-- Opening Marker --

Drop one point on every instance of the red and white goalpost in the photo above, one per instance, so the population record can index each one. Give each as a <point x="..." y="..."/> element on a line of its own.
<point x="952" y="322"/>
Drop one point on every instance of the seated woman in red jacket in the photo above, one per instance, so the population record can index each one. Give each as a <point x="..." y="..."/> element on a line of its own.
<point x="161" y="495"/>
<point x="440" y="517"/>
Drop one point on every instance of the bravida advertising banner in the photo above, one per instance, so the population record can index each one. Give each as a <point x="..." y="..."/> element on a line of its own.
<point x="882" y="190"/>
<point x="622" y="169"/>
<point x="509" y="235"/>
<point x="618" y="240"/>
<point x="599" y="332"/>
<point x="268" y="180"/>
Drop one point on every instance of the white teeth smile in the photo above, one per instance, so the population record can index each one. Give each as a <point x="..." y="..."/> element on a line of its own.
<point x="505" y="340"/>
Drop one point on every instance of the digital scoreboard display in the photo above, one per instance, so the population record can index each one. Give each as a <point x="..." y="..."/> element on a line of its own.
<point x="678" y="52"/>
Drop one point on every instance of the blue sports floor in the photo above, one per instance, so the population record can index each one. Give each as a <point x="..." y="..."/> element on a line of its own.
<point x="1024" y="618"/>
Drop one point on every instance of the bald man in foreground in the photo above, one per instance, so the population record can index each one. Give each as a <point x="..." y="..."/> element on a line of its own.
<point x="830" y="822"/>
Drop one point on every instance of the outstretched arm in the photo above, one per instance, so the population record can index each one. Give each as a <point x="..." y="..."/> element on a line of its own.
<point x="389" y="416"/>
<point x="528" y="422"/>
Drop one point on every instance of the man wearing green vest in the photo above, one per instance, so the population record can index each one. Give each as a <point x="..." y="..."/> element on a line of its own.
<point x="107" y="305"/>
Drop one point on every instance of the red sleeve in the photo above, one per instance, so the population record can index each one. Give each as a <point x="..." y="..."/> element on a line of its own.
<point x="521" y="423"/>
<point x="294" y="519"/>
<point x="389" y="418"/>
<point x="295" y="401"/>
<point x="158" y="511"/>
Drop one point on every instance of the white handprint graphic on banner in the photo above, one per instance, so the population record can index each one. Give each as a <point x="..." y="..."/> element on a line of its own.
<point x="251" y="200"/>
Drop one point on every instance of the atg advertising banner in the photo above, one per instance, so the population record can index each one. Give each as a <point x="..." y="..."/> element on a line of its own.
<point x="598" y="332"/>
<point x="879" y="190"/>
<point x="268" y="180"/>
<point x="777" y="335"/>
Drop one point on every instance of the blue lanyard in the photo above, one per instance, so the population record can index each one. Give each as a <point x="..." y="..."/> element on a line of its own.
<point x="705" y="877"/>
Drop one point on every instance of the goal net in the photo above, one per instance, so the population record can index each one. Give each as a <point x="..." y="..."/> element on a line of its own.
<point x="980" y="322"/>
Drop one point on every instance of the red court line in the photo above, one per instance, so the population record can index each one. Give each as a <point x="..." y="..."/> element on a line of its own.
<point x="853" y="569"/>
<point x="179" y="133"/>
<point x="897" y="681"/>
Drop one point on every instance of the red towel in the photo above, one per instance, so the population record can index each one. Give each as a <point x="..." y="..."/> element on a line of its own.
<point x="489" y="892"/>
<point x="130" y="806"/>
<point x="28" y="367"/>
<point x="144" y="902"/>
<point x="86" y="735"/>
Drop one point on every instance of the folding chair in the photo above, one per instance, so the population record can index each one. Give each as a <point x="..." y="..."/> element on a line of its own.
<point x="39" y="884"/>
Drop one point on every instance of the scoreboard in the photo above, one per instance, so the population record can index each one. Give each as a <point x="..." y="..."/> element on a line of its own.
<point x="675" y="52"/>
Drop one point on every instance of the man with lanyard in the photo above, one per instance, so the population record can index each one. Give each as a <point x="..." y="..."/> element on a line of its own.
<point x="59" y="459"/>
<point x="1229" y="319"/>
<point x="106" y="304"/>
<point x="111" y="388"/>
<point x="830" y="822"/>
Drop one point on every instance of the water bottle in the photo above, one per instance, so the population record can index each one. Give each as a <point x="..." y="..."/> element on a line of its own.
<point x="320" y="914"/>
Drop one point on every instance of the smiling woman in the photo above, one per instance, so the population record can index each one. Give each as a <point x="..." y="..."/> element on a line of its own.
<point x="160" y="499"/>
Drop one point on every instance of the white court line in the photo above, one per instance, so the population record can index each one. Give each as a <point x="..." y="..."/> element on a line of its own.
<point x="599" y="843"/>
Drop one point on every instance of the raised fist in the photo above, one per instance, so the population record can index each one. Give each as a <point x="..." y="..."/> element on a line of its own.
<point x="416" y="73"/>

-- Closing Marker --

- _Exercise instructions_:
All of the entries above must be output word for word.

- _Reply to the exercise_:
Drop one point on every instance of the red and white goalpost in the photo above, one per instance, so the population record can index each one. Give each as a <point x="..." y="..."/> element on a line of its own.
<point x="952" y="322"/>
Drop one point on every instance of the seated woman in red jacket in the photo above, one per instance, so the population record can index each one. Give each as a <point x="..." y="..."/> element on a line of its own.
<point x="161" y="495"/>
<point x="440" y="517"/>
Drop one point on every instance of the bravida advertising banner in the photo above, one per instance, so the population record can index each one. Give each as a <point x="..." y="..."/> element on a line of its own.
<point x="882" y="190"/>
<point x="622" y="169"/>
<point x="509" y="235"/>
<point x="618" y="240"/>
<point x="599" y="332"/>
<point x="268" y="180"/>
Drop one point on every instance of the white teeth smile in the photo above, one per instance, so the population record can index each one. Give each as a <point x="..." y="..."/> element on a line of its own.
<point x="505" y="340"/>
Drop one point on every instance of the digital scoreboard display in the photo above, one per instance, so the population record can index each one. Give each as a <point x="..." y="..."/> element on a line of its own.
<point x="678" y="52"/>
Drop one point on every instance of the blue sports floor in the photo above, one per instance, so the population record can index each one. Give each as a <point x="..." y="..."/> element on a line of its own.
<point x="1024" y="618"/>
Drop one point on every instance of the bald man in foreground in the photo above, one per instance, so the population record can index each one. Give each as a <point x="..." y="..."/> element on a line of its own.
<point x="830" y="822"/>
Drop one point on every instance of the outstretched arm in the photo above, one per instance, so the population record can index each one. Give each as a <point x="..." y="..."/> element on a line of its own.
<point x="389" y="416"/>
<point x="528" y="422"/>
Drop one point on every instance of the man wearing green vest in the photo above, one per instance, so the population record can index each one. Give each as a <point x="..." y="..."/> element on a line of its own.
<point x="107" y="305"/>
Drop one point on every instance of the red sleeve in the photo above, one per instance, so the population record can index each one. Give each as a <point x="..." y="..."/> element on a line of its own.
<point x="521" y="423"/>
<point x="294" y="519"/>
<point x="389" y="418"/>
<point x="295" y="401"/>
<point x="158" y="511"/>
Drop one point on every instance of the white handprint graphic on banner in the photo above, one per instance, so the population record can index each one. Give each as a <point x="..." y="..."/> element on a line of its own.
<point x="251" y="200"/>
Drop one point on every instance of the atg advertising banner in the photo above, one per instance, so the population record can index each one. Give each as a <point x="..." y="..."/> element on a line of its own.
<point x="598" y="332"/>
<point x="879" y="190"/>
<point x="268" y="180"/>
<point x="777" y="335"/>
Drop one point on every instance of the blue lanyard in the photo above, one per instance, so the population record can index each one. Give each as a <point x="..." y="..."/> element on a line of its own.
<point x="705" y="877"/>
Drop one point on every instance of the goal net in the photo above, one per instance, so the population record can index each one. Give each as a <point x="..." y="..."/> element on a line of its own.
<point x="980" y="322"/>
Drop one point on every instance of the red court line in the photo above, one per instance, so the population record can index each one. Give each as a <point x="..." y="..."/> element on a line of its own.
<point x="853" y="569"/>
<point x="179" y="133"/>
<point x="897" y="681"/>
Drop one point on every instance of the red towel in the photo above, one per instance, so the population record can index each one. Give each as a <point x="..." y="..."/> element on a line of its own.
<point x="489" y="892"/>
<point x="130" y="806"/>
<point x="28" y="367"/>
<point x="144" y="902"/>
<point x="86" y="735"/>
Drop one point on every instance of the folding chair in the photo above, one per instance, so the population record can index each one. Give each as a <point x="..." y="..."/> element on a line of its own.
<point x="39" y="884"/>
Drop one point on every instance of the scoreboard in the photo above, one per instance, so the population record can index each one. Give each as a <point x="..." y="..."/> element on a line of its own.
<point x="675" y="52"/>
Drop one point on every instance of the man with lanyard in the photo above, one per instance, so the population record can index each one. Give each as a <point x="..." y="..."/> element on a line of its own.
<point x="59" y="459"/>
<point x="1229" y="319"/>
<point x="106" y="304"/>
<point x="111" y="388"/>
<point x="830" y="822"/>
Drop one point on every instance of the water bottle in the photo above, one per instance, so the population record can index each one. Give each as a <point x="..." y="..."/> element on a line of its own.
<point x="320" y="914"/>
Drop one point on every instance of the smiling woman in the photo above, one per instance, so the population record can index each one. Give each as a <point x="..." y="..."/> element on a line of its own.
<point x="160" y="499"/>
Drop one point on every instance of the white court line in the photo above, one per instance, so the population record can index each one. Give each as a <point x="..." y="..."/> element on a line of its own.
<point x="599" y="843"/>
Drop one point on every instance of the raised fist in the photo above, one per instance, so the population record can index each one. Give each as a <point x="..." y="..."/> element on a line of its own.
<point x="416" y="73"/>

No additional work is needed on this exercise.